Find each line below that contains the string "beach", treating uppercase and lowercase as different, and copy those lines out in full.

<<<<

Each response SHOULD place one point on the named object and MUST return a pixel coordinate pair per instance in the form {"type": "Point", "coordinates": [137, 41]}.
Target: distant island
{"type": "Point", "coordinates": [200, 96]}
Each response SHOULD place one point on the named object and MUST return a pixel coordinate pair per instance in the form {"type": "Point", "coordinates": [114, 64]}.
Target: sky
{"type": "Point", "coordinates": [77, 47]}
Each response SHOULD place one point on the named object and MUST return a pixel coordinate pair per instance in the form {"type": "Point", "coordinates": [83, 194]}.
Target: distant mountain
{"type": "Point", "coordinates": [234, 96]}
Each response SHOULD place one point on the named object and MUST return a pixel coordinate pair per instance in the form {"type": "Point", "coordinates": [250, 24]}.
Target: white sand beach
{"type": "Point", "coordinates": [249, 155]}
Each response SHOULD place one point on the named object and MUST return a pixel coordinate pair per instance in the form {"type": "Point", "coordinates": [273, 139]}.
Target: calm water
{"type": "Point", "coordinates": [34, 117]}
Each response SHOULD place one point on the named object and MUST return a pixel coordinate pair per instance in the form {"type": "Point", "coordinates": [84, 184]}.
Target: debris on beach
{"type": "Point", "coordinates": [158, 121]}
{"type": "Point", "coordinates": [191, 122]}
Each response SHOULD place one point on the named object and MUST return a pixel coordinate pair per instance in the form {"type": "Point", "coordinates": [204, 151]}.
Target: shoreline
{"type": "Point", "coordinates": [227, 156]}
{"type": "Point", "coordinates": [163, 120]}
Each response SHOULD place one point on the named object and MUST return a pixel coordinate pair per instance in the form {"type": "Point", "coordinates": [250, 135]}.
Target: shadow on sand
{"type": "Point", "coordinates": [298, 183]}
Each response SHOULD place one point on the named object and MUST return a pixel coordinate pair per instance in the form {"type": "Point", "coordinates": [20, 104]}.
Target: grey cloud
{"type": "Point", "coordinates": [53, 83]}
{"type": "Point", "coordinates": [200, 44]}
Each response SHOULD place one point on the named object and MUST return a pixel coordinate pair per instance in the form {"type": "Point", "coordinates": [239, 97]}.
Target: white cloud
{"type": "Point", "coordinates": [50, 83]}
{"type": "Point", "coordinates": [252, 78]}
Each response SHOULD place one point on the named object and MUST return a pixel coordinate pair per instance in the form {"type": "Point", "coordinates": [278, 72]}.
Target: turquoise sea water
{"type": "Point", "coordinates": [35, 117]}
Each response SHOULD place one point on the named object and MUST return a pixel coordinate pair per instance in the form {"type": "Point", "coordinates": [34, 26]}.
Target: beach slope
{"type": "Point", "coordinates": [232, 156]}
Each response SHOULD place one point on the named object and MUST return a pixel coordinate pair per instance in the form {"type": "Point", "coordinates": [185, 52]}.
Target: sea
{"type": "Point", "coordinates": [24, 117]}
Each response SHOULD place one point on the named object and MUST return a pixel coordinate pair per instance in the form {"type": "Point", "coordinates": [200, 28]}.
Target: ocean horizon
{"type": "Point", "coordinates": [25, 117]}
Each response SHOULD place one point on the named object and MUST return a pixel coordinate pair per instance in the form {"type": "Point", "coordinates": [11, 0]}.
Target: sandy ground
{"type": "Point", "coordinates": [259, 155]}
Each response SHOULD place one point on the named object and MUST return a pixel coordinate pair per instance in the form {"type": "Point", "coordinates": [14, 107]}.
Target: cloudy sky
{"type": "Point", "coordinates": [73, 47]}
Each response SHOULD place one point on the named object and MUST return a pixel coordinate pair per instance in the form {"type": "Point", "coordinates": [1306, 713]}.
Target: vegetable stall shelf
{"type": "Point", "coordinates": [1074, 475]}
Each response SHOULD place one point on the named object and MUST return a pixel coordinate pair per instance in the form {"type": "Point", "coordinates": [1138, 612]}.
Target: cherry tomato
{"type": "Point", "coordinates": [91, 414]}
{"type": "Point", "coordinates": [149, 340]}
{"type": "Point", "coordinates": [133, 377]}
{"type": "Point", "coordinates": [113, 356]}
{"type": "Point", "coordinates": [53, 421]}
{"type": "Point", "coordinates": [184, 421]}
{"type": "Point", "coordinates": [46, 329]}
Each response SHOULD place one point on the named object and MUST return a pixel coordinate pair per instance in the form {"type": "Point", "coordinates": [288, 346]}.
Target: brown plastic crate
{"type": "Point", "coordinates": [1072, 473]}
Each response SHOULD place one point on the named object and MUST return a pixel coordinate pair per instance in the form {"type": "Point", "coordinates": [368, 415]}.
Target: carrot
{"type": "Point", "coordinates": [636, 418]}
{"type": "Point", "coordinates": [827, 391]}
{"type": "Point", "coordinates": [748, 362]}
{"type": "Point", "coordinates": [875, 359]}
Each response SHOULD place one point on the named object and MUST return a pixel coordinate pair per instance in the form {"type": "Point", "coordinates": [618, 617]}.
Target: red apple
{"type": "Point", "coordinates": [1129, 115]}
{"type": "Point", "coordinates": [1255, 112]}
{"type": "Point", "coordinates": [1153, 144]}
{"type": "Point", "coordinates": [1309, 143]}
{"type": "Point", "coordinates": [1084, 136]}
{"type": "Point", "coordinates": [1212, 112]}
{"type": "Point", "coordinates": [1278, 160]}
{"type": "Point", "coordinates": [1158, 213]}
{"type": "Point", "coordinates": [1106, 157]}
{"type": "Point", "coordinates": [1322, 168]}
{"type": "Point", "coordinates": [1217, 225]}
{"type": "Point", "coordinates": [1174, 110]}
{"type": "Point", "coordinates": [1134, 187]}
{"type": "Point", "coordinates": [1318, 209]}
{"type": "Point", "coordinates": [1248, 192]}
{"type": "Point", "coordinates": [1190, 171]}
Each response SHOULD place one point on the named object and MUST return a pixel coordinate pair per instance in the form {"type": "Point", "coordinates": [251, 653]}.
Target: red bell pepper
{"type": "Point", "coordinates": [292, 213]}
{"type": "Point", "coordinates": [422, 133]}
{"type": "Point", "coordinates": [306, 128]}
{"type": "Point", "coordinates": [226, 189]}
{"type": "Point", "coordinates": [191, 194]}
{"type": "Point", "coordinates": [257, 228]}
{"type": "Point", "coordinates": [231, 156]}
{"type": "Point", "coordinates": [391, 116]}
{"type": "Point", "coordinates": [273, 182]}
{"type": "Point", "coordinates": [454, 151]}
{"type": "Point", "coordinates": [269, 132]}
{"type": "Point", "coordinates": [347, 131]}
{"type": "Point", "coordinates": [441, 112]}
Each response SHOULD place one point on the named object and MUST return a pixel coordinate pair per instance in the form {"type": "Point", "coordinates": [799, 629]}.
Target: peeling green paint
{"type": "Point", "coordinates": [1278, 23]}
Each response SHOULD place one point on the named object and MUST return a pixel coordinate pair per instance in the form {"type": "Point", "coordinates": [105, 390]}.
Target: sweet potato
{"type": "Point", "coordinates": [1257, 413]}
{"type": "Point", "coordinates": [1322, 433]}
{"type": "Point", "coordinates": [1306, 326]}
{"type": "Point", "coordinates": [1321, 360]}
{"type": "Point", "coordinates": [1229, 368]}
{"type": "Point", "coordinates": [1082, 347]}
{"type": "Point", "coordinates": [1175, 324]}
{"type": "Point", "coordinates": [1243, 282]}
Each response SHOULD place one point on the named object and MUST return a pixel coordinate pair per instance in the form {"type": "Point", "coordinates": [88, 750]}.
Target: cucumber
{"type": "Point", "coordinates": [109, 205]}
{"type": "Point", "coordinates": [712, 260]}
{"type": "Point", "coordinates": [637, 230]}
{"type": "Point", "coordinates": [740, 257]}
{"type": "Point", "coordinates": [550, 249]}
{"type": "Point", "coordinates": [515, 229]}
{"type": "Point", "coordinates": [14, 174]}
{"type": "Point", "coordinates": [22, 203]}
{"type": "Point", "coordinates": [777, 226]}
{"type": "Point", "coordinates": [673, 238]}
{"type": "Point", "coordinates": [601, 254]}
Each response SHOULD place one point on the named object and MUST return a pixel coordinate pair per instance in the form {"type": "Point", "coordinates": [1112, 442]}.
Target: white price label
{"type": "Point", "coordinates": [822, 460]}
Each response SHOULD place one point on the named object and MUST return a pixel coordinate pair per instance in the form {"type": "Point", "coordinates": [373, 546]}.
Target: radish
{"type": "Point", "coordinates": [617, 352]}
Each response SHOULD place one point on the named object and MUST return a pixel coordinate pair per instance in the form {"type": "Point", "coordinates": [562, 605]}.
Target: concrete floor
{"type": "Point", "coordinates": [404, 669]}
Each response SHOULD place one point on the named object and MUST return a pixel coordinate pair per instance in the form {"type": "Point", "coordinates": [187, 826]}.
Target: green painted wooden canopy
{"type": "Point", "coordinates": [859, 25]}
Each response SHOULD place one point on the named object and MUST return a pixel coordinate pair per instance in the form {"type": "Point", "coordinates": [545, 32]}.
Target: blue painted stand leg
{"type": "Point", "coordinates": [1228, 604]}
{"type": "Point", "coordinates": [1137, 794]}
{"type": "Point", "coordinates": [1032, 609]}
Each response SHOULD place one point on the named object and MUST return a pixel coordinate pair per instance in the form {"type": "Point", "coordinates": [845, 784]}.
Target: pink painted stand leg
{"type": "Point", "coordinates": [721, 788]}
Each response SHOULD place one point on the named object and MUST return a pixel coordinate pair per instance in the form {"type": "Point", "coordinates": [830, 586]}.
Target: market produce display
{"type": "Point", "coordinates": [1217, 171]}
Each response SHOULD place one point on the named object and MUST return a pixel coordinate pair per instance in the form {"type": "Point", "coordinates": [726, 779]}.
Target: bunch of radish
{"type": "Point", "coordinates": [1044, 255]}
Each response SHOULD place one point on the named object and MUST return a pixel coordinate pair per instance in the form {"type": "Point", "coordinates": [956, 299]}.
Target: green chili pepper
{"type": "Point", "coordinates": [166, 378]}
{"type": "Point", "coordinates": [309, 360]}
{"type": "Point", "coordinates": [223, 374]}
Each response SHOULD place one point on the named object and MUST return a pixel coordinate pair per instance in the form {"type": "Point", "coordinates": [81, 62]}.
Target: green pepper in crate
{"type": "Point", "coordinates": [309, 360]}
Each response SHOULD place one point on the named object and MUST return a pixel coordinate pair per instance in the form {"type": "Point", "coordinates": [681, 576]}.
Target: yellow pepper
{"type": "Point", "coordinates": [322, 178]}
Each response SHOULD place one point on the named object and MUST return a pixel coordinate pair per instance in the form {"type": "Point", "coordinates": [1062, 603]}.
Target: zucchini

>>>>

» **Finished exercise**
Target: white sand beach
Target: debris on beach
Target: beach slope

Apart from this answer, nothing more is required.